[Problem to solve]
A word-for-word restatement of every entry is what is needed here.

"""

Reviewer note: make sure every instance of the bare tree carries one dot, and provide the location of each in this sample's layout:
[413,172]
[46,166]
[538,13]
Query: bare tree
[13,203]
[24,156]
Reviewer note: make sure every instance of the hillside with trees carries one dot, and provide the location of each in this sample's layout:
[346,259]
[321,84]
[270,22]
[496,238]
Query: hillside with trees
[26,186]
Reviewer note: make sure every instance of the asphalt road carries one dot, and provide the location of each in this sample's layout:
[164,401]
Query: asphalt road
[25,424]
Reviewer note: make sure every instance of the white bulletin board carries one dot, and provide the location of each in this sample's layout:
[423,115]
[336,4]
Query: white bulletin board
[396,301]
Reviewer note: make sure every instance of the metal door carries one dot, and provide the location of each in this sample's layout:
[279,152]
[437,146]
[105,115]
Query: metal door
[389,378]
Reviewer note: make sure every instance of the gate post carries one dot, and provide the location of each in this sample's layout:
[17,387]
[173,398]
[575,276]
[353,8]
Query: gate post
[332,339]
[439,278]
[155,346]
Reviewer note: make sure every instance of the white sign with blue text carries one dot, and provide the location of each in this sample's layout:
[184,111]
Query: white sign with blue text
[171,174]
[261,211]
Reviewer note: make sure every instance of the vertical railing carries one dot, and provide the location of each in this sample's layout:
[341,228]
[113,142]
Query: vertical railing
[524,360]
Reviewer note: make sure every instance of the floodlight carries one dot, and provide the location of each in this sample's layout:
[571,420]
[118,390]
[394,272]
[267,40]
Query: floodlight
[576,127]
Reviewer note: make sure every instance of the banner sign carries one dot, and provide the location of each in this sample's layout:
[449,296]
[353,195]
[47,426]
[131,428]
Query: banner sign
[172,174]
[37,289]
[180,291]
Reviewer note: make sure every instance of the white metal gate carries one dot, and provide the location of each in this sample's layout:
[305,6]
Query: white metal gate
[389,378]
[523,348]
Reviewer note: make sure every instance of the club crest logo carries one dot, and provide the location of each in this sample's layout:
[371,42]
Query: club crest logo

"""

[Exercise answer]
Reviewer note: make sure every instance of the bare tree carries one dot, and provide the location of each in this sample's layout:
[413,172]
[46,166]
[538,13]
Query: bare tree
[13,203]
[24,156]
Reviewer note: make sure every instance of the hillside with trees carries one dot, and provide the location of each in this sample's layout:
[346,259]
[321,84]
[270,22]
[496,238]
Query: hillside with trees
[26,186]
Reviewer note: make sure every instance of the asphalt road carries one dot, and provide the location of each in this sample's layout:
[164,401]
Query: asphalt road
[25,424]
Reviewer note: make sure every instance of the white bulletin board carries one dot, and provide the location of each in this sample's layout:
[423,115]
[336,4]
Query: white bulletin board
[396,301]
Reviewer note: make sure every instance of the metal door carries one dot, and provide the location of each in this sample's layout:
[279,152]
[437,146]
[105,115]
Query: metal door
[389,378]
Reviewer note: make sure every instance of the gate post carries one dot, and provide the location of each in this sample's layout:
[17,387]
[173,398]
[575,276]
[353,8]
Query: gate post
[332,339]
[439,278]
[155,346]
Reviewer note: make sure every instance of the white sign with blue text carries one dot, and provide the location of each in this sample's layout:
[184,111]
Query: white sign with blue text
[171,174]
[261,211]
Reviewer note: make sure every instance of the vertical railing carries one dot, and provide the location of each in this sample's layout:
[341,228]
[113,142]
Query: vertical railing
[524,360]
Reviewer note: make sure every instance of the floodlight carries one dot, and provide the location of each in this sample's layout:
[571,420]
[118,390]
[394,272]
[267,40]
Query: floodlight
[576,127]
Reviewer note: make sure every instance of the banner sign carries one dot, and provide the location of each in this sample's layout:
[449,296]
[353,195]
[47,426]
[131,428]
Query: banner sign
[172,174]
[37,289]
[180,291]
Reviewer note: make sure every instance of the white metal gate carries one dot, and provide the location of each in this sample's layout:
[305,6]
Query: white metal gate
[389,378]
[523,348]
Reviewer note: make sure every instance of the club crest logo carries one dot, and provide the location of each in this sample's layout:
[371,42]
Query: club crest logo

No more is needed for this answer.